[start]

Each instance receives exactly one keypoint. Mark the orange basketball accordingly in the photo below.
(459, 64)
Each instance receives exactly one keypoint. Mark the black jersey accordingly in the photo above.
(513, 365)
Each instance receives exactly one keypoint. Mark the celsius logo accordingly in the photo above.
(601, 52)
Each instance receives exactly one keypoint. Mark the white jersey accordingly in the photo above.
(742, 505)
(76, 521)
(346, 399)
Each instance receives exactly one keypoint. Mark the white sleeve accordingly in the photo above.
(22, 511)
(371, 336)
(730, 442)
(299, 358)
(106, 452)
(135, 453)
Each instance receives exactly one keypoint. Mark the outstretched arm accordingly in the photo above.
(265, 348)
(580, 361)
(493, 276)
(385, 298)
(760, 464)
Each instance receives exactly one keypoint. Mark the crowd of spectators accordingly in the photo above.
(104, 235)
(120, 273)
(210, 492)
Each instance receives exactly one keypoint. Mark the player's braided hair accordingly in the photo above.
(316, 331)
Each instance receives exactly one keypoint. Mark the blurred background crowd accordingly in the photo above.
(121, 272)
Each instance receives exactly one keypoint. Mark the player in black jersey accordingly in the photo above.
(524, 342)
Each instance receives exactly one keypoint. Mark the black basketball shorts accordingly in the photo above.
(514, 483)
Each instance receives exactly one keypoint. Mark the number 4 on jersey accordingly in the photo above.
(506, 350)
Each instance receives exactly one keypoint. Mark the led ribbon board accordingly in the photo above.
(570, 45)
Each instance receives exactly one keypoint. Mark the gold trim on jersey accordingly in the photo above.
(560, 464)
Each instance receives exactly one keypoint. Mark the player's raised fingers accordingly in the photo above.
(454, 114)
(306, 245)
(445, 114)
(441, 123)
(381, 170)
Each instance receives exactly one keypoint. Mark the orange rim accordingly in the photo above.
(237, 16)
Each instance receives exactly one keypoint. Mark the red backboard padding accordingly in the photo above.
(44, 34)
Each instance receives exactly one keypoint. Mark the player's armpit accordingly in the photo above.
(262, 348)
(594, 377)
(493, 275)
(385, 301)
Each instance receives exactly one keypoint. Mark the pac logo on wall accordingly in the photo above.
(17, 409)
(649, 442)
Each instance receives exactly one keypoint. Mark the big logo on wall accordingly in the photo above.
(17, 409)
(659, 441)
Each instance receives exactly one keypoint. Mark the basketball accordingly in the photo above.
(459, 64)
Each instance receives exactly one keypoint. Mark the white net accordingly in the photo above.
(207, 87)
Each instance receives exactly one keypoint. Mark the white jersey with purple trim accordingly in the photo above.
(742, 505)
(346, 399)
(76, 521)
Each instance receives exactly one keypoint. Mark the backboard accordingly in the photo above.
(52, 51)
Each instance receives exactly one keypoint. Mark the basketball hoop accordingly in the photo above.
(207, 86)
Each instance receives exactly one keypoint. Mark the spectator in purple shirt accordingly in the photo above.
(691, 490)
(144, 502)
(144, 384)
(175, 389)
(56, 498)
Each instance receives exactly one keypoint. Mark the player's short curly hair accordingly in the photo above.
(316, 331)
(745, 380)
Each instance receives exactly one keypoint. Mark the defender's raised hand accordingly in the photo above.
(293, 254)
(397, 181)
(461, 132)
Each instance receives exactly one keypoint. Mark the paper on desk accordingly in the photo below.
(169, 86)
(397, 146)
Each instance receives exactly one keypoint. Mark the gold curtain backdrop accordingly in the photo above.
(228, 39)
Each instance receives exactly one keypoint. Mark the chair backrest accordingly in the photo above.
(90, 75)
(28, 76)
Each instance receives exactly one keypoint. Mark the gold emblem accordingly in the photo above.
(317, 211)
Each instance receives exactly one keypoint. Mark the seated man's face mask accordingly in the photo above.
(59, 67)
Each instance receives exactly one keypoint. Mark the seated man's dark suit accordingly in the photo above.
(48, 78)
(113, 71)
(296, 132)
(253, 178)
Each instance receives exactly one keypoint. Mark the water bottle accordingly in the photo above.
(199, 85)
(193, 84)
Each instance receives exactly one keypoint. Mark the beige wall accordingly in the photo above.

[end]

● **THE TASK**:
Give back all of the material above word for word, with no changes.

● **ANSWER TO THIS PROBLEM**:
Each instance receives exactly one keypoint. Mark the orange basketball accordingly in the photo below.
(459, 64)
Each instance receives exactly one keypoint. Mark the black jersey accordingly in the photo above.
(513, 365)
Each instance receives exactly one keypoint. Mark the celsius logo accordingly in the photo above.
(601, 52)
Each instance receives exactly one keypoint. Mark the white jersey accordingly in the photo above.
(742, 505)
(76, 521)
(346, 399)
Each instance receives exactly one keypoint. Mark the white sleeve accordingly in the photo above.
(22, 511)
(371, 336)
(730, 442)
(299, 358)
(106, 452)
(135, 453)
Each instance receives exactly one keypoint. Mark the outstretched arm accordingly in the photo above.
(265, 348)
(580, 361)
(493, 276)
(385, 298)
(760, 464)
Each instance receives exactly one keypoint. Mark the crowd of spectators accordingly in the photo above.
(104, 235)
(120, 273)
(210, 492)
Each instance receives exactly one keypoint. Mark the player's braided hair accordingly in the photo above.
(316, 331)
Each instance receives exactly one keypoint. Mark the blurred background crowd accordingly in the photo above.
(121, 272)
Each instance receives exactly one keypoint. Mark the player in black jersey accordingly in the photo above.
(524, 342)
Each instance receives exactly one keypoint. Mark the black basketball shorts accordingly in the photo above.
(514, 483)
Each instance receives exactly one keypoint. Mark the number 4 on jersey accordingly in the photo above.
(506, 350)
Each instance receives exactly one keypoint. Mark the led ribbon board accordingly in the photo above.
(570, 45)
Each instance receives exactly one keypoint. Mark the gold trim on jersey accordingly in the photo above.
(560, 464)
Each instance receives exactly one keypoint. Mark the player's raised fingers accordingly in the photo above.
(454, 114)
(306, 245)
(445, 114)
(441, 123)
(381, 170)
Each instance receives exactly one keypoint. Mark the orange rim accordingly in the photo above.
(237, 16)
Each instance receives exactly one keypoint. Mark the red backboard padding accordingly in the photo above.
(44, 34)
Each instance receives exactly one keypoint. Mark the player's armpit accordingly in the photo above.
(262, 348)
(594, 377)
(493, 275)
(385, 301)
Each instance receives exactly one keypoint. Mark the pac logo on wall accordingly in the photo above.
(17, 409)
(649, 442)
Each instance receives exactly one keypoint. Mark the big logo on wall accordingly in the photo above.
(17, 409)
(659, 441)
Each instance receives exactly one keypoint. Mark the basketball accordingly in the photo above.
(459, 64)
Each instance receives exactly one keypoint. Mark the white net accordingly in the photo above.
(207, 87)
Each instance receives exactly one keypoint. Mark the white jersey with purple trim accordingly in the photo above.
(742, 505)
(346, 399)
(76, 521)
Each instance receives exactly one keypoint. Mark the backboard accordingly in the photo above.
(52, 51)
Each instance receives exactly one keypoint. Mark the basketball hoop accordingly in the photo above.
(207, 86)
Each instance receives exactly one keypoint. Mark the spectator in purple shirt accordingly in the photo above.
(691, 490)
(144, 502)
(144, 384)
(175, 389)
(56, 498)
Each instance receives exactly one keypoint. Mark the player's short curly hair accordingly in the photo above.
(316, 331)
(745, 380)
Each instance receives exactly one keypoint. Mark the defender's raised hand accordingly in the photo above.
(293, 254)
(397, 181)
(461, 132)
Each instance receives exactly one keypoint. Mark the paper on desk accordingly in the photo below.
(169, 86)
(397, 146)
Each instance receives exactly one keypoint. Mark the gold curtain backdrop accordingly in the photo above.
(228, 39)
Each instance receives exactly one keypoint. Mark the chair backrest accordingly in the photo above.
(90, 75)
(28, 76)
Each instance receives exactly one keypoint. Mark the gold emblem accordingly in the photo above.
(317, 211)
Each instance receives exactly one keypoint. Mark the seated man's face mask accordingly in the photo above.
(59, 67)
Each instance receives exactly one keypoint. Mark the seated man's dark suit accordingly in the photo above.
(48, 78)
(113, 71)
(296, 132)
(253, 178)
Each instance receives exactly one keypoint. Mark the water bottle accordingly in the photo above.
(199, 85)
(193, 84)
Each instance receives exactly one keypoint. Mark the beige wall accordingly in the photo above.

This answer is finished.